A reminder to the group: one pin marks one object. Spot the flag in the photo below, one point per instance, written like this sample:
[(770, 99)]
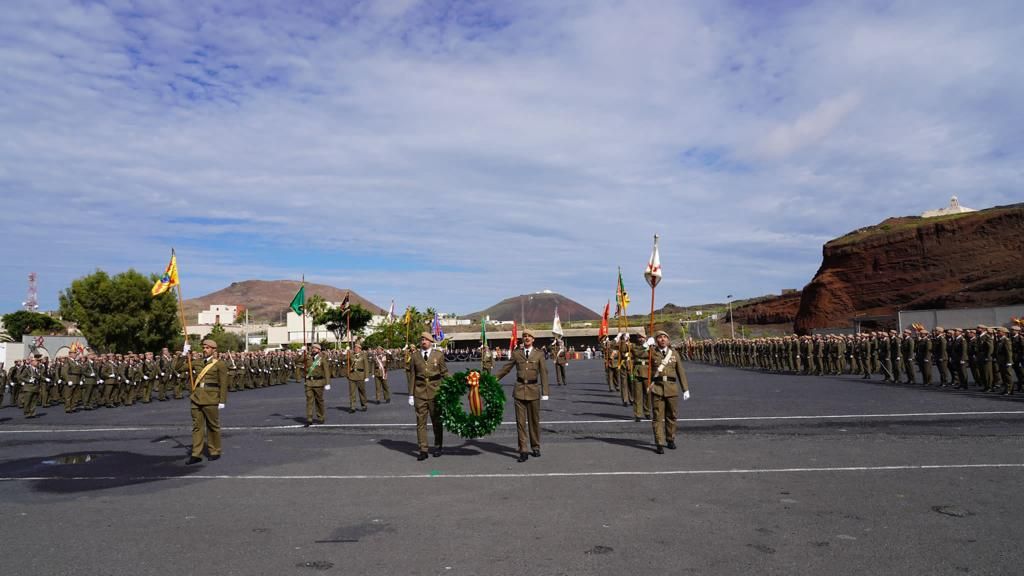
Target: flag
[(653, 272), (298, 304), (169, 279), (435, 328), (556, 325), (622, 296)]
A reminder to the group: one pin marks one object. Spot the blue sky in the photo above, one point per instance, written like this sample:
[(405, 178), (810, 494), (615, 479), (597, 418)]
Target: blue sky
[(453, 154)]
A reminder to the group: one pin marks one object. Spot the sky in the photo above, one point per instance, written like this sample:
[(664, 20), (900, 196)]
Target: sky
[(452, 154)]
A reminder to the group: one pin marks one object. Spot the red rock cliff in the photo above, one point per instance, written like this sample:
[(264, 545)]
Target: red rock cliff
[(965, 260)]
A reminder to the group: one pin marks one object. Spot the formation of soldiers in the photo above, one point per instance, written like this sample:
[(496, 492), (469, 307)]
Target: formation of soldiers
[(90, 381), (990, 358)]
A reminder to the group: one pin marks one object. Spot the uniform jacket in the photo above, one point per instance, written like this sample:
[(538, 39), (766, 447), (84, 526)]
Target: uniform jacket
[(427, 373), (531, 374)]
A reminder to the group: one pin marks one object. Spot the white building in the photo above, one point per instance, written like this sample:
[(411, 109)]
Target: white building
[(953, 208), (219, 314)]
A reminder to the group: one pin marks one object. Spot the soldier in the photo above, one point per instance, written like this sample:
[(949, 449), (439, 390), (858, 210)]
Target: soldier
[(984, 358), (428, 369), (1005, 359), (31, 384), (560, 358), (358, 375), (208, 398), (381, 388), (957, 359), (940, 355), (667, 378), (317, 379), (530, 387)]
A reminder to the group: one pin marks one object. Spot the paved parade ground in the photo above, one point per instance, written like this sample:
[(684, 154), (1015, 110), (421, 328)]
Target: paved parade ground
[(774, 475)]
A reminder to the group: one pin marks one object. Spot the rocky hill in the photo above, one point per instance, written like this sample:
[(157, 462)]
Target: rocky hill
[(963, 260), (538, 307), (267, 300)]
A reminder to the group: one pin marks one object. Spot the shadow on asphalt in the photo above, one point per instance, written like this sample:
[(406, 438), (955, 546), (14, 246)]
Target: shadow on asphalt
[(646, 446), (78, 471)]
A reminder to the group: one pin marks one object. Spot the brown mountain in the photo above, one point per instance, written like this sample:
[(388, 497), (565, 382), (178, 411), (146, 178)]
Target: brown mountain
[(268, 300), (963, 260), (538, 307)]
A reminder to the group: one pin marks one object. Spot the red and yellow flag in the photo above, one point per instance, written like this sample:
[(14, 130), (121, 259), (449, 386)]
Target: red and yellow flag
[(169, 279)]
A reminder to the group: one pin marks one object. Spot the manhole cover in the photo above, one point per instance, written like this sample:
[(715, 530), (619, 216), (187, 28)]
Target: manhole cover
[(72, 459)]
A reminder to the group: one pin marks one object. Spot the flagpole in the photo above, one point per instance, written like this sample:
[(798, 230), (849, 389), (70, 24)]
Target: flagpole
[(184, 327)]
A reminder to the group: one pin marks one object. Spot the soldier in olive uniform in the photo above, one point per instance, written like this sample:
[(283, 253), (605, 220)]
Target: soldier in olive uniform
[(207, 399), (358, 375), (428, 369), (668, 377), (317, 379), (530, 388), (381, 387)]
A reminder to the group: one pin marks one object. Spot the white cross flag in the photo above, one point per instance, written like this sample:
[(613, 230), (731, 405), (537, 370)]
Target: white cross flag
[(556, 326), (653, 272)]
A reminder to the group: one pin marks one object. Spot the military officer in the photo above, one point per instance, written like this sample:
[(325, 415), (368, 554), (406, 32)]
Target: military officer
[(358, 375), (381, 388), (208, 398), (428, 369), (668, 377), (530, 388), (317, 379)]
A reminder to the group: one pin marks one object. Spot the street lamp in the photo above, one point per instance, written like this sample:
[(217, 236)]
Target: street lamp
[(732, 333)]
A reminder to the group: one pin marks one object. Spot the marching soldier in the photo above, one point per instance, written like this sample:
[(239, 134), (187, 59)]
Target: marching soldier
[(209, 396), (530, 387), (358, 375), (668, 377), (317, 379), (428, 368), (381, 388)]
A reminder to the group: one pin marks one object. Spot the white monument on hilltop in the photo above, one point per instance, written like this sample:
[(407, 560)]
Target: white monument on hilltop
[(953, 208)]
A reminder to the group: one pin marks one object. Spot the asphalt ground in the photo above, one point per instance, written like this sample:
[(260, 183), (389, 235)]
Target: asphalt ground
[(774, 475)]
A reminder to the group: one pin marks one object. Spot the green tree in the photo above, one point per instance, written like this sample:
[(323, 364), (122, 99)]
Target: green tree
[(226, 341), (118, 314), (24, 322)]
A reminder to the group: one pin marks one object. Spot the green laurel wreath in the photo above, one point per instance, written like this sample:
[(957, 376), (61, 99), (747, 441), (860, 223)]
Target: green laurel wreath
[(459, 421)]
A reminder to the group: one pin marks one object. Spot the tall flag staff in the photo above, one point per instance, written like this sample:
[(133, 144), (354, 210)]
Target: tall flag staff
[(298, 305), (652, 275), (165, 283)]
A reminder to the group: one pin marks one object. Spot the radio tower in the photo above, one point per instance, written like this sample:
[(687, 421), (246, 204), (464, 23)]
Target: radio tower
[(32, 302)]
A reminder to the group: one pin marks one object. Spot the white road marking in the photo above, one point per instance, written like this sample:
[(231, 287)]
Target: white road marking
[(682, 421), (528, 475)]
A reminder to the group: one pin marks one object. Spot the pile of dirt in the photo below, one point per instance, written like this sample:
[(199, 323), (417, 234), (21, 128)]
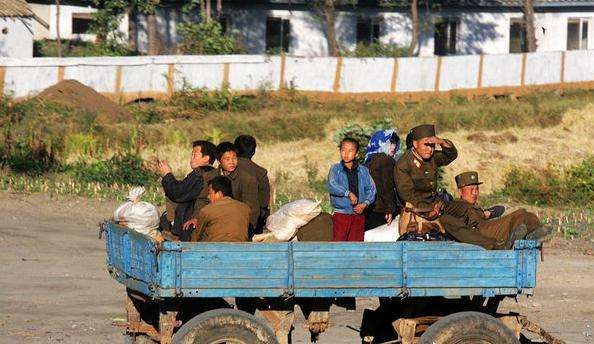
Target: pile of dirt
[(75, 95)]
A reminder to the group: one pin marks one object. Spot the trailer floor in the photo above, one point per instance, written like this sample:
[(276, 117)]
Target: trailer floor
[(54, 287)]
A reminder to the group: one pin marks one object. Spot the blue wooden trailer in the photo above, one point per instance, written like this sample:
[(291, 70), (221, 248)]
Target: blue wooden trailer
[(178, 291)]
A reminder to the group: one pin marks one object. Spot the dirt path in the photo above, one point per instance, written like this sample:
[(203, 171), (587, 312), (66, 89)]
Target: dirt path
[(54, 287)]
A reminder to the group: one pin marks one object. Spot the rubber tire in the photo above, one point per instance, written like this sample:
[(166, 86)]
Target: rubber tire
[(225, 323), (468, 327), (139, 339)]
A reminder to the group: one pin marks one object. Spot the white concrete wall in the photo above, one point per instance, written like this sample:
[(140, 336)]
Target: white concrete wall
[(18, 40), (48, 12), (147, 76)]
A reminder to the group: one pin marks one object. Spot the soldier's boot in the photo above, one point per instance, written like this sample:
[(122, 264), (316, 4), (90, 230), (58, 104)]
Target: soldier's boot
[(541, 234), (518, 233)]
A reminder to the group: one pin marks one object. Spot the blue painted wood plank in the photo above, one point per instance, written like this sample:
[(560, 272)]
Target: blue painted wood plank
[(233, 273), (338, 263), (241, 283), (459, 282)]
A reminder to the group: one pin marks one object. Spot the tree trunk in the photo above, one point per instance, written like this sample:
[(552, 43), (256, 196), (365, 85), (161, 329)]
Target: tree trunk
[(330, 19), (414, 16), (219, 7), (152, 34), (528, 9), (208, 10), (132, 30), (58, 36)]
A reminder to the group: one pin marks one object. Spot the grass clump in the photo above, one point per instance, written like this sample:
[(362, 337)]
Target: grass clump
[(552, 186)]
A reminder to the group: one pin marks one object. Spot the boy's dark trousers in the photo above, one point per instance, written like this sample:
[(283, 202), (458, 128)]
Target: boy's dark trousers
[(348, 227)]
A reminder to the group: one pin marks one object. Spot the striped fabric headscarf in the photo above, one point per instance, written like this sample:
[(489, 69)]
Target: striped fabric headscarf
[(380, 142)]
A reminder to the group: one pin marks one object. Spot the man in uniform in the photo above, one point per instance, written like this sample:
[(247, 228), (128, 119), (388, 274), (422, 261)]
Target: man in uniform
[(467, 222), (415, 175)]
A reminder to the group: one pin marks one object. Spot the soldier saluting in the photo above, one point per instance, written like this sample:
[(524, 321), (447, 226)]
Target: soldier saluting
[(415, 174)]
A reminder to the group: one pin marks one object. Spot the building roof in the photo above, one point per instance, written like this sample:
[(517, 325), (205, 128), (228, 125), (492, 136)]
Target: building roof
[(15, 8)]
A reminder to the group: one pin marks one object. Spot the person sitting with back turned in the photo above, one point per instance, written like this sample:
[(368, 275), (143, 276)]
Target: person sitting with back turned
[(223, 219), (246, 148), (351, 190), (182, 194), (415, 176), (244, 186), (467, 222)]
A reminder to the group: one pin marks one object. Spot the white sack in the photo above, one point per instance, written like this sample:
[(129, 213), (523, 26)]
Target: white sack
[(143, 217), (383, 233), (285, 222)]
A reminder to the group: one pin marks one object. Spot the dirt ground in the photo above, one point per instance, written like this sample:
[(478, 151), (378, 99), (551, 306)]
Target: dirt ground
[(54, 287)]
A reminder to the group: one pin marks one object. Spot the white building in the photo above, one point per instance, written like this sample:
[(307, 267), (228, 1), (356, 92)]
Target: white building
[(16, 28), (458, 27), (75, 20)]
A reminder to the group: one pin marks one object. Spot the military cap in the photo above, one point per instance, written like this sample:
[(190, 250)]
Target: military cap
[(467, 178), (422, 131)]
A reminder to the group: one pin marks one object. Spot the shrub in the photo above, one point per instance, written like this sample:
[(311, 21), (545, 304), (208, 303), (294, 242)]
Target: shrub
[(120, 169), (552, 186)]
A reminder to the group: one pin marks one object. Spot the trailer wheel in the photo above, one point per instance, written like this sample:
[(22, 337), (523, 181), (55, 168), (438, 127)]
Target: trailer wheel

→ Work to complete: How many lines of the data contain the word "below"? Answer with the number alone.

→ Reply: 2